-- Begin Materials provided --

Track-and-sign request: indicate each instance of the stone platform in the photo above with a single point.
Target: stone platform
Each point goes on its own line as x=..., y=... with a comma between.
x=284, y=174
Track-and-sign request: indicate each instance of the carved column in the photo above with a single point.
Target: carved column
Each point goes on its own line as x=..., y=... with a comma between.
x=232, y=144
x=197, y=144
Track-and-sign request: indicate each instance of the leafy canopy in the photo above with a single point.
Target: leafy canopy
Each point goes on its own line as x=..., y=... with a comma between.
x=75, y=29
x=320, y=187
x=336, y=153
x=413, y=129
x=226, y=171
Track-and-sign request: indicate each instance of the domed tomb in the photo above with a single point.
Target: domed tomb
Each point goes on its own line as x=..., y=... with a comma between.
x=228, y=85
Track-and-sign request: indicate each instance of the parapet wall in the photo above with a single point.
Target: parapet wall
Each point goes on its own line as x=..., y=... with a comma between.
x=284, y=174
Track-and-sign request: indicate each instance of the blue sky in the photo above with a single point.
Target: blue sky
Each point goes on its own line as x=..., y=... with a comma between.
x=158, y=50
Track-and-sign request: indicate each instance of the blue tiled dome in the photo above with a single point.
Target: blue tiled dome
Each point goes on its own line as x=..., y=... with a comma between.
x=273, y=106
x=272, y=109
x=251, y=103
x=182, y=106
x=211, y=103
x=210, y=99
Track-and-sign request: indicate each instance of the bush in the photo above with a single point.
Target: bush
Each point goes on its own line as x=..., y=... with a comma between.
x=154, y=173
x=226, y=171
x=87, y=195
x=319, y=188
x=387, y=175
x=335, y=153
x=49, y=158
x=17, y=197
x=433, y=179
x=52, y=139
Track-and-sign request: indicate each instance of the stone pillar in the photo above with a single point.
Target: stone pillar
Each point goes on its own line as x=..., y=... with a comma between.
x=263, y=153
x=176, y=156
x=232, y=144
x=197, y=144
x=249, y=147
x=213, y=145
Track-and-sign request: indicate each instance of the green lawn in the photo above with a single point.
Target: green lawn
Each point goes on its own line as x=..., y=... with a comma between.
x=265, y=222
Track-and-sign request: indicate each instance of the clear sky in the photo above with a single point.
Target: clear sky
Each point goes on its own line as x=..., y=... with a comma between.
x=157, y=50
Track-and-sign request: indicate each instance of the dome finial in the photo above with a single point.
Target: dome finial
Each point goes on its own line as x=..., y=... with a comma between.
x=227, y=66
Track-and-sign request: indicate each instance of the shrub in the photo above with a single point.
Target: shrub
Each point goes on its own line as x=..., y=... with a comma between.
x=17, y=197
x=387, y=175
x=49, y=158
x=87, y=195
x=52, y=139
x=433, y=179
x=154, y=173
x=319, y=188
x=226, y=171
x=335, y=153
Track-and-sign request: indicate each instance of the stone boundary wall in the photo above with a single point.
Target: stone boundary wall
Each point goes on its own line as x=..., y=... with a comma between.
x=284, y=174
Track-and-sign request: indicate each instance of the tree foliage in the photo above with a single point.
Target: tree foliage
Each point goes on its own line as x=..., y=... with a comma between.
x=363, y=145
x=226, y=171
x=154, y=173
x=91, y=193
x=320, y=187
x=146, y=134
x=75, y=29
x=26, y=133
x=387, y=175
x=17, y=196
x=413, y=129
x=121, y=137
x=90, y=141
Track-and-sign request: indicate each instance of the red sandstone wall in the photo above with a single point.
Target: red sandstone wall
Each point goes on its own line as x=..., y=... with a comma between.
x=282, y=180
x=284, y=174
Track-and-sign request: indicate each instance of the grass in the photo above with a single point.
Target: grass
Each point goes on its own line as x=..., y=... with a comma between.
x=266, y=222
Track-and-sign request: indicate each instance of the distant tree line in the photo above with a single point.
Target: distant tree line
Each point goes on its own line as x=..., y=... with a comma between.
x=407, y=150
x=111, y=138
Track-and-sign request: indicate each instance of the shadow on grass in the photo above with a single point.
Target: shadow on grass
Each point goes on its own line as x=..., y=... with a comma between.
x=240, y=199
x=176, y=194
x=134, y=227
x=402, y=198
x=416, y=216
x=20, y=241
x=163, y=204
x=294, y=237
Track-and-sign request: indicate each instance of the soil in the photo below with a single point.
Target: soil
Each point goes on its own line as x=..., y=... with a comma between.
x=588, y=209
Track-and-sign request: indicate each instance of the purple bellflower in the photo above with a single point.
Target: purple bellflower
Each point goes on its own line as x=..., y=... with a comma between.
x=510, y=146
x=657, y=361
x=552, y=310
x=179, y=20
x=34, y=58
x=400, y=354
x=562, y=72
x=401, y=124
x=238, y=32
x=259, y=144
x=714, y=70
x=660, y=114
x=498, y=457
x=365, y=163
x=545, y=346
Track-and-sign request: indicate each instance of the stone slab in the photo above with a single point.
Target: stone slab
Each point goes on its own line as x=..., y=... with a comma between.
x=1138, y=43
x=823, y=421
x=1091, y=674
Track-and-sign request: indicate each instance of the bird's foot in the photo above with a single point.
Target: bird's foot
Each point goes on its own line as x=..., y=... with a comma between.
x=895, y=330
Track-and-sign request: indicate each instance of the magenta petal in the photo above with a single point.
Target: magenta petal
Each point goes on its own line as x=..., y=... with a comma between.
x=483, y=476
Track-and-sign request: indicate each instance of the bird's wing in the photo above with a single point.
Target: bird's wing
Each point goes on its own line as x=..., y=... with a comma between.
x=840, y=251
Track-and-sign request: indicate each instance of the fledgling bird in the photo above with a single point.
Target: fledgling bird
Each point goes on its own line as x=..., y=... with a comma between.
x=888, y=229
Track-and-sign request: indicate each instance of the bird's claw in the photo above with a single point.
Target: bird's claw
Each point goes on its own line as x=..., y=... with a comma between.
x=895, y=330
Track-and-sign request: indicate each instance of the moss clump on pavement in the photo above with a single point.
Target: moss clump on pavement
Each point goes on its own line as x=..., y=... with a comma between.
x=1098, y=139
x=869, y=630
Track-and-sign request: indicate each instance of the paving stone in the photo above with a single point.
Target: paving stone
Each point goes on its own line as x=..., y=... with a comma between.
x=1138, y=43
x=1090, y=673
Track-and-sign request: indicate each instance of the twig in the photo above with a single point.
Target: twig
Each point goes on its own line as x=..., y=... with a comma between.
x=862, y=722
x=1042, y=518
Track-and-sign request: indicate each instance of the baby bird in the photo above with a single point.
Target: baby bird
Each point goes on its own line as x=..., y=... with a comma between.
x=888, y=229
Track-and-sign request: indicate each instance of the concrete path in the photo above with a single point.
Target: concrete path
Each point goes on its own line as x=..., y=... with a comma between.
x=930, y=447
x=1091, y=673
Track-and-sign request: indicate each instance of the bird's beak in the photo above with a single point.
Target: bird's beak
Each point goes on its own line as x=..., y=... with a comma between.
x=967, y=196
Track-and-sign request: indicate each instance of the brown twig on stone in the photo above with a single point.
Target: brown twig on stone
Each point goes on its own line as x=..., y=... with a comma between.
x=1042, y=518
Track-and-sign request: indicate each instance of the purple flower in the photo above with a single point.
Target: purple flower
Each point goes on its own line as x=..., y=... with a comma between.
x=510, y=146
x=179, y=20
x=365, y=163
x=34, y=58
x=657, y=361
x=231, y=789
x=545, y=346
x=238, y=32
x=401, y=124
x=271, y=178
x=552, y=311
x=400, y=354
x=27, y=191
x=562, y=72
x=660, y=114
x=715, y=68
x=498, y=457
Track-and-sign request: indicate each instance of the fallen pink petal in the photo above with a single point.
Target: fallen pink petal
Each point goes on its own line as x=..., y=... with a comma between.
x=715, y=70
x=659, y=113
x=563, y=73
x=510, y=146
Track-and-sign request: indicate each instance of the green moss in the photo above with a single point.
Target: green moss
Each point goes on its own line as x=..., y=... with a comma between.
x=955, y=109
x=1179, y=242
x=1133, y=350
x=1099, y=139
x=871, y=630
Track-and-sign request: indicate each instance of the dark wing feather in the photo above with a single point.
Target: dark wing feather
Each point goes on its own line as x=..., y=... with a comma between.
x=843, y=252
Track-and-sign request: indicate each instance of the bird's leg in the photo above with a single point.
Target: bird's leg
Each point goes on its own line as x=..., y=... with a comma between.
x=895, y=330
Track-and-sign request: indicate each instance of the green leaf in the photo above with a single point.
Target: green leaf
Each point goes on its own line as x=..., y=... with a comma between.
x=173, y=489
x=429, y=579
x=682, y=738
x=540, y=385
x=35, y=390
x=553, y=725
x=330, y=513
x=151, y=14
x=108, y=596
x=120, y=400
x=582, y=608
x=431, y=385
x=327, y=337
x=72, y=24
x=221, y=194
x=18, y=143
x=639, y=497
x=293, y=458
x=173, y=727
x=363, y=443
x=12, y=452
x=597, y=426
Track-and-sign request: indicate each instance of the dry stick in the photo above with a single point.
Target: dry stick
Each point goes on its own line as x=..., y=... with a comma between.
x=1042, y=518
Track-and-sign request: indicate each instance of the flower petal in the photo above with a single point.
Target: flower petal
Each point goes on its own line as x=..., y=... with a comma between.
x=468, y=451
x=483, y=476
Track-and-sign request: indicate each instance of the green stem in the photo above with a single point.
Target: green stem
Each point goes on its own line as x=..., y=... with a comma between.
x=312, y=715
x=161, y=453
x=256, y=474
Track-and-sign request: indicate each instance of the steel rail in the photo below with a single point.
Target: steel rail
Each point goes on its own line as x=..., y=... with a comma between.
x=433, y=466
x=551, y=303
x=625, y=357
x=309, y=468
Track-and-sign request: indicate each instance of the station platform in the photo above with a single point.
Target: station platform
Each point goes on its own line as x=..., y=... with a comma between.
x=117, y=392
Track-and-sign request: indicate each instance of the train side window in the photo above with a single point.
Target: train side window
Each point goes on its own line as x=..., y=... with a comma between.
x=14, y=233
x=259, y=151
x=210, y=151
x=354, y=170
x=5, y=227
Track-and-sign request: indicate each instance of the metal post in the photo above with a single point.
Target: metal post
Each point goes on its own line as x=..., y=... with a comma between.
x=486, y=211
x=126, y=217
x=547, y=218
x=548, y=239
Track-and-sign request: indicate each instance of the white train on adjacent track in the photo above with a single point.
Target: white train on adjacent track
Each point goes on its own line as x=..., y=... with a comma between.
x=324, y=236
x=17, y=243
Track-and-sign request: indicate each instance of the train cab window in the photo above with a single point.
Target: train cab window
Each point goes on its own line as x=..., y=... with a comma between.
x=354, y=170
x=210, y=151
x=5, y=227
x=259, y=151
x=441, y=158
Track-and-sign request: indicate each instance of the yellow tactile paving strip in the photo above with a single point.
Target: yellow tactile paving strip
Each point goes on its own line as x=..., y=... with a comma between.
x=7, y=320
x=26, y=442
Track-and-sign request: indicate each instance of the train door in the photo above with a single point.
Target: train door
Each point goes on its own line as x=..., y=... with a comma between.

-- End Materials provided --

__Set exercise__: Rename "shrub" to "hedge" throughout the part of the listing that begins at the line containing "Track-and-sign request: indicate each instance of the green lawn" and stops after the line containing "x=266, y=222". Write out those lines again with no other changes.

__Task output__:
Track-and-sign request: indicate each instance of the green lawn in the photo above with a single point.
Target: green lawn
Each point goes on its own line as x=..., y=... with a comma between.
x=265, y=222
Track-and-sign request: indicate each instance of the clear sky in the photo above with a single point.
Target: clear sky
Each point goes on its own line as x=..., y=... with a comma between.
x=157, y=50
Track-and-sign request: indicate each instance of the dome finial in the photo above with a single point.
Target: dome finial
Each point goes on its own line as x=..., y=... with a comma between.
x=227, y=66
Track-and-sign request: indicate each instance of the hedge in the photo above with a single point.
Target: hedge
Each point goes on its own line as x=..., y=... with a comma between.
x=17, y=197
x=387, y=175
x=49, y=158
x=87, y=195
x=52, y=139
x=433, y=179
x=154, y=173
x=319, y=188
x=226, y=171
x=335, y=153
Track-and-sign request: indicate each instance of the stone boundary wall in the photo above with a single point.
Target: stone boundary wall
Each point goes on its own line as x=..., y=... with a comma between.
x=284, y=174
Track-and-sign request: indicate each instance of the tree foliage in the photo above with a single point.
Target: tree foliage
Each point goes on its own line as x=..., y=... with a comma between.
x=363, y=145
x=226, y=171
x=154, y=173
x=91, y=193
x=320, y=187
x=146, y=134
x=75, y=29
x=26, y=133
x=387, y=175
x=17, y=196
x=413, y=129
x=121, y=137
x=90, y=141
Track-and-sign request: indicate each instance of the red sandstone wall in the photo above with a single point.
Target: red sandstone wall
Each point goes on its own line as x=..., y=... with a comma between.
x=282, y=180
x=284, y=174
Track-and-sign request: indicate each instance of the grass in the photo above with a single point.
Target: grass
Each point goes on its own line as x=..., y=... with a comma between.
x=266, y=222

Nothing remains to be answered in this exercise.